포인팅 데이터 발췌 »
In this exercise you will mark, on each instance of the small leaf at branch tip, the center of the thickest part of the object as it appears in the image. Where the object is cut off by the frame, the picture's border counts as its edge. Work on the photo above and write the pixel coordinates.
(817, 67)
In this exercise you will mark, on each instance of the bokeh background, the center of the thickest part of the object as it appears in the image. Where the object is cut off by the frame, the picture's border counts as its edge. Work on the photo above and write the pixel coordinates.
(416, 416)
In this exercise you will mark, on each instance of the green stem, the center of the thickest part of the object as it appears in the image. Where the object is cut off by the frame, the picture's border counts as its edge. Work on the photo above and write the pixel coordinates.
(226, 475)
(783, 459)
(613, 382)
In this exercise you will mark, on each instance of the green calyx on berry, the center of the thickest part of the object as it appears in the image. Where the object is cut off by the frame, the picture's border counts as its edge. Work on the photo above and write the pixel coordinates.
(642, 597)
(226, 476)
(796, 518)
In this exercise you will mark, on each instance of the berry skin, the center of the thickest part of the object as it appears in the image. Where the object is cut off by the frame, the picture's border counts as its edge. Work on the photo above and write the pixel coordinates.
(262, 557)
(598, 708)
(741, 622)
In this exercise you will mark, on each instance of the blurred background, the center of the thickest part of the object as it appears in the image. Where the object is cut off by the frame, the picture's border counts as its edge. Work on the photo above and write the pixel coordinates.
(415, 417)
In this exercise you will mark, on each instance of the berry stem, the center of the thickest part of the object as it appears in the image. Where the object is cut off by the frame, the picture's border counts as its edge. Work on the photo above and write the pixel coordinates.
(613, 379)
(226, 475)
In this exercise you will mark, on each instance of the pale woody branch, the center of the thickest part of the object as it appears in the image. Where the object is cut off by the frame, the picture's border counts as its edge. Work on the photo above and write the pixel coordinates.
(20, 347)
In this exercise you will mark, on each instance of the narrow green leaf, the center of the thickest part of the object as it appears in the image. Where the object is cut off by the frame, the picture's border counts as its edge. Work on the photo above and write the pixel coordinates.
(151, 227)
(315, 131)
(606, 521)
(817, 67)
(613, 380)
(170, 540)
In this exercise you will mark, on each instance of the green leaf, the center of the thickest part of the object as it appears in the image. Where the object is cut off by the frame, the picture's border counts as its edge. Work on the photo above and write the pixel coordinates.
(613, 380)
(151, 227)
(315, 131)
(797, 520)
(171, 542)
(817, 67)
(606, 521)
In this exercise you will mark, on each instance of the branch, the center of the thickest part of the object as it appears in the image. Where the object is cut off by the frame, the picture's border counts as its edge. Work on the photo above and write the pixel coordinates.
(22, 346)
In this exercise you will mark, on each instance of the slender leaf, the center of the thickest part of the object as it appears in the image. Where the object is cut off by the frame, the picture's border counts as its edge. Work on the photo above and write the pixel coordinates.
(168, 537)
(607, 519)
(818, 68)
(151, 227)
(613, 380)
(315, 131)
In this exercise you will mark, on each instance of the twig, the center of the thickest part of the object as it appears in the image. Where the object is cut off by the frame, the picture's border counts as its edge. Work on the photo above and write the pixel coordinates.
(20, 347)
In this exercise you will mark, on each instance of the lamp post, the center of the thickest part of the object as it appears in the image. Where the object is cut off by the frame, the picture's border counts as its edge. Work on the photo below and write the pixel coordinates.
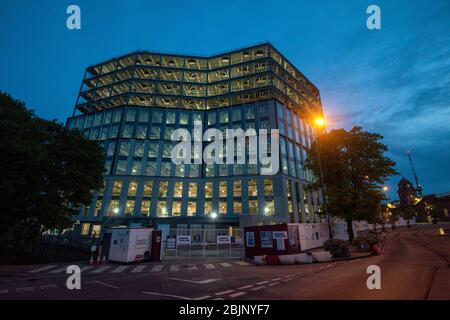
(320, 123)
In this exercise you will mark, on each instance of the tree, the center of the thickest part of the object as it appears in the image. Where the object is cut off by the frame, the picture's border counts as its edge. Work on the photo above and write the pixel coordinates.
(47, 173)
(354, 168)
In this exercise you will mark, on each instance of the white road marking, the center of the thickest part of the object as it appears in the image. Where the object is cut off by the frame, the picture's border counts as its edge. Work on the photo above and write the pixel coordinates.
(225, 264)
(45, 268)
(85, 268)
(246, 287)
(202, 298)
(119, 269)
(59, 270)
(24, 289)
(223, 292)
(157, 268)
(101, 269)
(138, 268)
(257, 288)
(237, 294)
(166, 295)
(49, 286)
(196, 281)
(174, 267)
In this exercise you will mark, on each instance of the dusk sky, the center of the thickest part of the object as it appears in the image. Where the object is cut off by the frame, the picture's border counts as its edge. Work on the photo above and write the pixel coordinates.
(394, 81)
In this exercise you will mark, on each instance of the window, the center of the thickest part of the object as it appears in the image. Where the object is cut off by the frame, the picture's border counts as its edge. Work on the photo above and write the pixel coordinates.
(178, 189)
(132, 187)
(129, 207)
(192, 208)
(237, 188)
(253, 207)
(192, 189)
(208, 190)
(222, 189)
(145, 208)
(113, 209)
(148, 186)
(252, 189)
(117, 187)
(85, 229)
(268, 187)
(163, 189)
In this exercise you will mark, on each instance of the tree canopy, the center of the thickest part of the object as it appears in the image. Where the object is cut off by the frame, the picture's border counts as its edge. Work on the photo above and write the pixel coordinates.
(354, 169)
(47, 173)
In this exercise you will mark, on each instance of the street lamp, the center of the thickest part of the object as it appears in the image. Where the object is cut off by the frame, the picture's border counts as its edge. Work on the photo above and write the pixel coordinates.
(319, 123)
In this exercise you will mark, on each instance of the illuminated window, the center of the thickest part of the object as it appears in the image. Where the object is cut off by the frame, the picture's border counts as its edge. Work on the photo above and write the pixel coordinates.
(117, 187)
(113, 209)
(268, 187)
(252, 189)
(176, 208)
(208, 190)
(237, 207)
(148, 186)
(253, 207)
(178, 189)
(222, 207)
(192, 189)
(237, 188)
(145, 208)
(132, 187)
(85, 229)
(192, 208)
(129, 207)
(222, 189)
(163, 189)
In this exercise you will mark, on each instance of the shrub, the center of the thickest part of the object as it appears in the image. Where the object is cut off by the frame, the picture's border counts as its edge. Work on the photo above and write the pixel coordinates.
(338, 248)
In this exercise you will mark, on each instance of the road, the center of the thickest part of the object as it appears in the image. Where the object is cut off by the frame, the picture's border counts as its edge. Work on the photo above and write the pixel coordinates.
(414, 265)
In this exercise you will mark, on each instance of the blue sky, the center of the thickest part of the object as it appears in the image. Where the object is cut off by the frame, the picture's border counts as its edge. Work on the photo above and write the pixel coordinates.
(394, 81)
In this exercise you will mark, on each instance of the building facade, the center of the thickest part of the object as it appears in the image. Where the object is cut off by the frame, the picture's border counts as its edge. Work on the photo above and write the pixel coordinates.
(132, 104)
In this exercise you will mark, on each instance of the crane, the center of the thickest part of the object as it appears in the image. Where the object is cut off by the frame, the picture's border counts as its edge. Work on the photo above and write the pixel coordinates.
(418, 186)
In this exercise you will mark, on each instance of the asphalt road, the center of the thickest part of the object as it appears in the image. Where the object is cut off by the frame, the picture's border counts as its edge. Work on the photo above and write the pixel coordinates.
(414, 265)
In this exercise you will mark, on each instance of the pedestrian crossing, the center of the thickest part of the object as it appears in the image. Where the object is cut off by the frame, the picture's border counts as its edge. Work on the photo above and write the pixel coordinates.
(151, 268)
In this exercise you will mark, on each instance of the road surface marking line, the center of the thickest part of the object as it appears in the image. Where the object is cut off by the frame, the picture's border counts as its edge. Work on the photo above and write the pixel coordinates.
(202, 298)
(237, 294)
(45, 268)
(119, 269)
(246, 287)
(276, 279)
(257, 288)
(138, 269)
(223, 292)
(59, 270)
(48, 286)
(196, 281)
(101, 269)
(174, 267)
(157, 268)
(166, 295)
(24, 289)
(85, 268)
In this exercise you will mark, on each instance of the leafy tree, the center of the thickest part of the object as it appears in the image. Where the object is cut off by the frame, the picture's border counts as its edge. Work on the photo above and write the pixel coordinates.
(354, 168)
(47, 172)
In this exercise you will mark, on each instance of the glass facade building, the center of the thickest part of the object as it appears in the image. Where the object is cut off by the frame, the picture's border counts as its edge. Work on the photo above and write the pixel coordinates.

작업 지시 »
위의 행을 하나도 빠짐없이 글자 그대로 옮겨 적으세요. 사진은 답에 넣지 마세요.

완성된 답 »
In this exercise you will mark, on each instance of the small leaf at branch tip, the center of the thickest part of the object as it appears in the image. Where the object is cut off by the frame, the picture's border counts as its edge. Work on the photo above and write the pixel coordinates.
(817, 67)
In this exercise you will mark, on each instance of the bokeh background, the center of the thickest part of the object as it appears in the image. Where the object is cut off by the frame, the picture's border counts as its edge. Work on the photo above and write the pixel coordinates.
(416, 416)
In this exercise you will mark, on each instance of the green stem, the center of the thickest part of the object as it appears in the image. Where the object is cut off by the frame, the picture's border counts as its edge. Work on the photo above and write the pixel coordinates.
(226, 475)
(783, 459)
(613, 382)
In this exercise you will mark, on each instance of the green calyx on berry, the center of the thickest part of the object as it appears in the image. Where the object is cut off by the frame, the picture's border counts as its edge. Work on the photo above and write the pixel coordinates.
(642, 597)
(226, 476)
(796, 518)
In this exercise you will mark, on each instance of the berry skin, the center of the thickest part of the object as it appears in the image. Where the object is cut off by the frame, the picture's border counts as its edge. Work on the photo above and write the pixel coordinates.
(262, 557)
(598, 708)
(741, 622)
In this exercise you will mark, on each instance of the blurred background, the center of the thickest part of the object as it appears in the image. Where the object is cut off by the frame, the picture's border counts as its edge. Work on the photo above and write the pixel coordinates.
(415, 417)
In this exercise you will mark, on each instance of the berry stem, the center of the thickest part of the object as it appears in the image. Where the object is cut off by the frame, the picture's border counts as its edge. Work on the photo above and write the pixel coordinates.
(613, 379)
(226, 475)
In this exercise you will mark, on each instance of the pale woody branch, the center of the thickest part of the object as it appears in the image. Where the object is cut off by the frame, the picture's border counts as its edge. Work on the photo above and write the pixel coordinates.
(20, 347)
In this exercise you will mark, on each instance of the narrow green leaf, the center of the thickest part of the object as it appears in the image. Where the object is cut off by the frame, the picture's border counts as its edge. Work on the photo above and write the pixel coordinates.
(151, 227)
(315, 131)
(606, 521)
(817, 67)
(613, 380)
(170, 540)
In this exercise you will mark, on each instance of the green leaf, the center of the thickest part of the object as it appears in the image. Where the object is cut off by the frame, the picture's border counts as its edge. Work on the photo above and write the pixel coordinates.
(613, 380)
(151, 227)
(315, 131)
(797, 520)
(171, 542)
(817, 67)
(606, 521)
In this exercise you will mark, on each instance of the branch, the center of the thickest part of the object as it appears in the image. Where the object is cut off by the frame, the picture's border counts as its edge. Work on the photo above and write the pixel coordinates.
(22, 346)
In this exercise you will mark, on each instance of the slender leaf, the center of the thickest part of the object as it appears in the image. Where the object is cut off by the frame, the picture's border counts as its edge. Work on the photo above and write the pixel coordinates.
(168, 537)
(607, 519)
(818, 68)
(151, 227)
(613, 380)
(315, 131)
In this exercise you will mark, on each instance of the twig, the center of the thickest part of the object as it appears in the image. Where the object is cut off by the frame, the picture's border counts as its edge. Work on the photo above and write the pixel coordinates.
(20, 347)
In this exercise you will mark, on each instance of the lamp post, the center of the thickest part of the object as it appears in the image. Where the object is cut off by the frame, the picture's border counts as its edge. Work on the photo below and write the pixel coordinates.
(320, 123)
In this exercise you will mark, on each instance of the tree, the center of the thickest part of the object as it appears in the image. Where the object is cut off by the frame, the picture's border counts as its edge. Work on the photo above and write the pixel coordinates.
(47, 173)
(354, 168)
In this exercise you will mark, on each instance of the white road marking, the center of the thickest part of the object as it appears in the image. Where the object is cut off by the frame, the picture's border counts as its edge. Work on the photo above and write the pixel coordinates.
(225, 264)
(45, 268)
(85, 268)
(246, 287)
(202, 298)
(119, 269)
(59, 270)
(24, 289)
(223, 292)
(157, 268)
(101, 269)
(138, 268)
(257, 288)
(237, 294)
(166, 295)
(49, 286)
(196, 281)
(174, 267)
In this exercise you will mark, on each instance of the dusk sky, the center of the thickest part of the object as it appears in the image. Where the object is cut off by the frame, the picture's border counts as its edge. Work on the photo above and write the pixel coordinates.
(394, 81)
In this exercise you will mark, on each instance of the window, the center of the thickest part of the object as it appears in the image. Where the object is cut off by the frame, the picture's border counts as its edge. Work on the photo above and write the pixel coordinates.
(178, 189)
(132, 187)
(129, 207)
(192, 208)
(237, 188)
(253, 207)
(192, 189)
(208, 190)
(222, 189)
(145, 208)
(113, 209)
(148, 186)
(252, 189)
(117, 187)
(85, 229)
(268, 187)
(163, 189)
In this exercise you will mark, on each instance of the tree canopy, the center of the thickest part of the object as it appears in the image. Where the object is cut off by the frame, the picture's border counts as its edge. Work on the photo above and write the pixel coordinates.
(354, 169)
(47, 173)
In this exercise you will mark, on each instance of the street lamp, the center of the thickest part of the object as it appears in the image. Where the object is cut off by the frame, the picture's border counts as its edge. Work on the photo above and write the pixel coordinates.
(319, 123)
In this exercise you will mark, on each instance of the illuminated window, the center of the thickest part of the object as it appears in the image. Where the object is cut off by the frame, the picture's border counts as its edge. Work on the photo above and write the pixel coordinates.
(117, 187)
(113, 209)
(268, 187)
(252, 189)
(176, 208)
(208, 190)
(237, 207)
(148, 186)
(253, 207)
(178, 189)
(222, 207)
(192, 189)
(237, 188)
(145, 208)
(132, 187)
(85, 229)
(192, 208)
(129, 207)
(222, 189)
(163, 189)
In this exercise you will mark, on each instance of the shrub, the center of the thickest part of the object as it appears in the image. Where the object is cut off by the frame, the picture's border counts as its edge. Work on the photo above and write the pixel coordinates.
(338, 248)
In this exercise you will mark, on each instance of the road, the center of the thickest part of the object as it appears in the image. Where the object is cut off by the frame, the picture's border counts as its edge. Work on the photo above and write the pixel coordinates.
(414, 265)
In this exercise you will mark, on each instance of the blue sky, the center of the thickest part of the object as it appears in the image. Where the object is cut off by the frame, the picture's border counts as its edge. Work on the photo above and write the pixel coordinates.
(394, 81)
In this exercise you will mark, on each instance of the building facade, the center of the thickest part of the object as it appears in the image. Where the object is cut off by the frame, the picture's border counts as its edge. Work on the photo above and write the pixel coordinates.
(132, 104)
In this exercise you will mark, on each instance of the crane, the center of the thickest part of the object as it appears in the image. Where the object is cut off by the frame, the picture's border counts as its edge. Work on the photo above and write the pixel coordinates.
(418, 186)
In this exercise you will mark, on each instance of the asphalt road, the center of the thickest part of the object as it appears in the image. Where the object is cut off by the frame, the picture's border counts as its edge. Work on the photo above and write the pixel coordinates.
(414, 265)
In this exercise you will mark, on each instance of the pedestrian crossing, the center of the thickest part of the object as it appears in the image. Where the object is cut off by the frame, the picture's border counts as its edge. Work on the photo above and write the pixel coordinates.
(151, 268)
In this exercise you will mark, on each instance of the road surface marking line, the center of the thickest part of the object as it appears in the image. Where the object is cut off by the frame, the picture's border counts as its edge. Work on the photo above and write the pixel coordinates.
(202, 298)
(237, 294)
(45, 268)
(119, 269)
(246, 287)
(276, 279)
(257, 288)
(138, 269)
(223, 292)
(59, 270)
(48, 286)
(196, 281)
(101, 269)
(174, 267)
(157, 268)
(166, 295)
(24, 289)
(85, 268)
In this exercise you will mark, on each instance of the leafy tree, the center of the thickest part of the object as it appears in the image. Where the object is cut off by the frame, the picture's border counts as its edge. Work on the photo above and write the pixel coordinates.
(354, 168)
(47, 172)
In this exercise you will mark, on each instance of the glass facade building, the center of the thickest part of the object as it appears in the image. Where the object is cut off by the frame, the picture's border counts as its edge. Work on the photo above and write the pixel coordinates.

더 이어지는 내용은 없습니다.